Dokumen -
★ ★ ★ ★

Saya cukup terinspirasi dengan film 300
besutan Zack Snyder. Berkisah tentang 300 prajurit Sparta yang berperang
melawan serangan bangsa Persia. Pasukan Sparta yang dipimpin langsung oleh sang
raja Leonidas melawan 300.000 lebih pasukan Persia. Orang-orang Sparta hanya
bersenjatakan pedang dan tombak. Mereka membawa pula perisai dan helm logam
sebagai pelindung. Sisanya, mereka hanya mengenakan jubah merah dan menutupi
alat vital. Tidak ada baju zirah, kereta kuda apalagi tentara gajah macam
pasukan Xarxes. Meski akhirnya Leonidas dan 298 pasukannya gugur namun peristiwa
itu justru jadi kebanggaan tersendiri bagi Sparta. Dillios, salah seorang
pasukan, sengaja dikirim pulang untuk menceritakan apa yang terjadi di “gerbang
neraka”, tentang bagaiman mereka berperang dan untuk apa.

★ ★ ★ ★

Ketentuan Soal -
Salin tanpa perubahan bagian dokumen tentang film 300 yang dimulai dengan "Saya cukup terinspirasi" dan berlanjut sampai "dan untuk apa.".

★ ★ ★ ★

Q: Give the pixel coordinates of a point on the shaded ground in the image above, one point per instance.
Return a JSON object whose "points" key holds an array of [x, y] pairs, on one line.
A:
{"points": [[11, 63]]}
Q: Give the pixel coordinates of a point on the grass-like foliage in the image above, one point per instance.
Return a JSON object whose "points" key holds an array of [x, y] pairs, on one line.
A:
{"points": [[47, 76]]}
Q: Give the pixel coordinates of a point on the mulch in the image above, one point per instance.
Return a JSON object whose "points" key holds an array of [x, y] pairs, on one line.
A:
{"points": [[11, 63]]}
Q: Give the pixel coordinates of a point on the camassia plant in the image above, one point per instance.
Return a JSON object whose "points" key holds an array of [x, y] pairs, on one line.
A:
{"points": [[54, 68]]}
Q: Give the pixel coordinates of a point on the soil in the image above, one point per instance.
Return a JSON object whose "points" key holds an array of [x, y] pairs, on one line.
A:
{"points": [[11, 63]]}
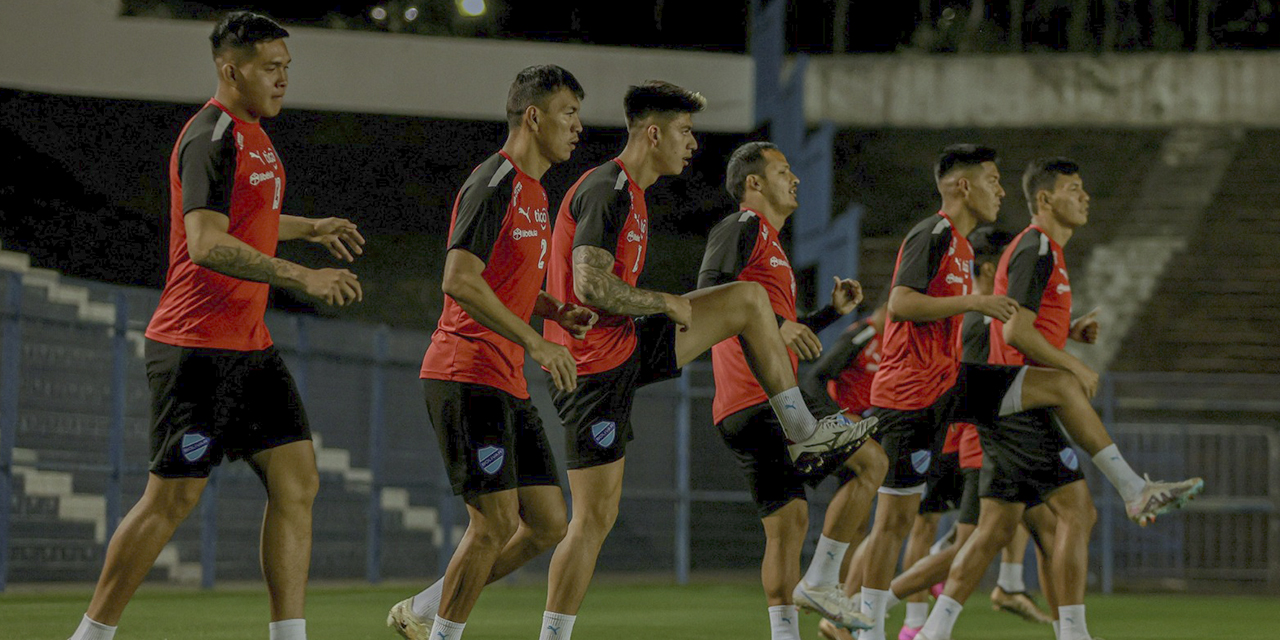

★ ★ ★ ★

Jawaban Latihan -
Saya cukup terinspirasi dengan film 300
besutan Zack Snyder. Berkisah tentang 300 prajurit Sparta yang berperang
melawan serangan bangsa Persia. Pasukan Sparta yang dipimpin langsung oleh sang
raja Leonidas melawan 300.000 lebih pasukan Persia. Orang-orang Sparta hanya
bersenjatakan pedang dan tombak. Mereka membawa pula perisai dan helm logam
sebagai pelindung. Sisanya, mereka hanya mengenakan jubah merah dan menutupi
alat vital. Tidak ada baju zirah, kereta kuda apalagi tentara gajah macam
pasukan Xarxes. Meski akhirnya Leonidas dan 298 pasukannya gugur namun peristiwa
itu justru jadi kebanggaan tersendiri bagi Sparta. Dillios, salah seorang
pasukan, sengaja dikirim pulang untuk menceritakan apa yang terjadi di “gerbang
neraka”, tentang bagaiman mereka berperang dan untuk apa.